→ EXERCISE DETAILS: Write out all the data again, exactly as it stands.

##### DATA EXTRACT #####

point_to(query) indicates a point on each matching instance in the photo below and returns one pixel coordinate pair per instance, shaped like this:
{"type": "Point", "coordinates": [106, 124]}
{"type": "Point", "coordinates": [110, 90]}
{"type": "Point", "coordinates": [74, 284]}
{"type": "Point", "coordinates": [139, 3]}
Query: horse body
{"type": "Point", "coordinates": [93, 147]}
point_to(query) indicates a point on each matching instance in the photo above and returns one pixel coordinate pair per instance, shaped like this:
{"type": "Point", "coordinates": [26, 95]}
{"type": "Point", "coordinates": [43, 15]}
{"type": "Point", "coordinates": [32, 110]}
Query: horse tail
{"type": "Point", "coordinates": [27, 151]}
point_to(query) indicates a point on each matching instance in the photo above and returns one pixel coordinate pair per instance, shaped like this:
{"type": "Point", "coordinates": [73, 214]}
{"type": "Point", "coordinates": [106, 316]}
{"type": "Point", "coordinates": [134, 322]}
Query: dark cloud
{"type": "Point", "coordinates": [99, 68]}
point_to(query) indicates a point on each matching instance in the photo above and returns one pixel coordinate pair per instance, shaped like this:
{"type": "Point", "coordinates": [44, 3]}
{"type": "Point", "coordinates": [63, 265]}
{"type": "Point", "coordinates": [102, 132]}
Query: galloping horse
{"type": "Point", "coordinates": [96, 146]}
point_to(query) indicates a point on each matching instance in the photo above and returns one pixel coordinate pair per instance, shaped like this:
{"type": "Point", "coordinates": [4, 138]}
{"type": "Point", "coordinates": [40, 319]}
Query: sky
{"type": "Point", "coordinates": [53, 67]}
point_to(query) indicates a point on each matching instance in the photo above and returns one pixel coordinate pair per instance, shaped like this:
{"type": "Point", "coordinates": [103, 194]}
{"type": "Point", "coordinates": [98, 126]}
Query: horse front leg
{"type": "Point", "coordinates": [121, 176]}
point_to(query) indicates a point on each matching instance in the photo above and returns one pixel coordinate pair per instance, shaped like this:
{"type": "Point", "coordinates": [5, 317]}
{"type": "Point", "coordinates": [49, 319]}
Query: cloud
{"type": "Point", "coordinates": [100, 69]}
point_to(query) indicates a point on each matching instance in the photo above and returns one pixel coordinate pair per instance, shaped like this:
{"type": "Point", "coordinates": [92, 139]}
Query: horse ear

#####

→ EXERCISE OUTPUT:
point_to(query) indicates a point on each matching instance in the photo below and returns one pixel coordinate pair per instance, shaped like this:
{"type": "Point", "coordinates": [106, 124]}
{"type": "Point", "coordinates": [110, 90]}
{"type": "Point", "coordinates": [74, 284]}
{"type": "Point", "coordinates": [139, 3]}
Query: horse body
{"type": "Point", "coordinates": [93, 147]}
point_to(query) indicates a point on each matching instance in the photo above and returns one pixel coordinate pair per instance, shaped like this:
{"type": "Point", "coordinates": [26, 95]}
{"type": "Point", "coordinates": [43, 15]}
{"type": "Point", "coordinates": [32, 110]}
Query: horse tail
{"type": "Point", "coordinates": [27, 151]}
point_to(query) indicates a point on each matching instance in the photo above and returns one pixel coordinate pair per instance, shaped like this:
{"type": "Point", "coordinates": [73, 214]}
{"type": "Point", "coordinates": [106, 316]}
{"type": "Point", "coordinates": [134, 322]}
Query: dark cloud
{"type": "Point", "coordinates": [99, 68]}
point_to(query) indicates a point on each matching instance in the photo above and returns one pixel coordinate pair per instance, shaped like this:
{"type": "Point", "coordinates": [44, 3]}
{"type": "Point", "coordinates": [63, 265]}
{"type": "Point", "coordinates": [102, 132]}
Query: galloping horse
{"type": "Point", "coordinates": [96, 146]}
point_to(query) indicates a point on each matching instance in the photo above and returns one pixel coordinate pair per instance, shaped like this:
{"type": "Point", "coordinates": [4, 138]}
{"type": "Point", "coordinates": [40, 319]}
Query: sky
{"type": "Point", "coordinates": [53, 67]}
point_to(query) indicates a point on each matching instance in the photo above and returns one pixel coordinate pair per instance, shaped like this:
{"type": "Point", "coordinates": [103, 194]}
{"type": "Point", "coordinates": [98, 126]}
Query: horse front leg
{"type": "Point", "coordinates": [121, 176]}
point_to(query) indicates a point on each matching instance in the photo above and returns one pixel coordinate pair per instance, shaped like this:
{"type": "Point", "coordinates": [5, 317]}
{"type": "Point", "coordinates": [49, 319]}
Query: cloud
{"type": "Point", "coordinates": [100, 69]}
point_to(query) indicates a point on each matching instance in the photo above and returns one pixel coordinate pair per instance, shaped like this:
{"type": "Point", "coordinates": [92, 139]}
Query: horse ear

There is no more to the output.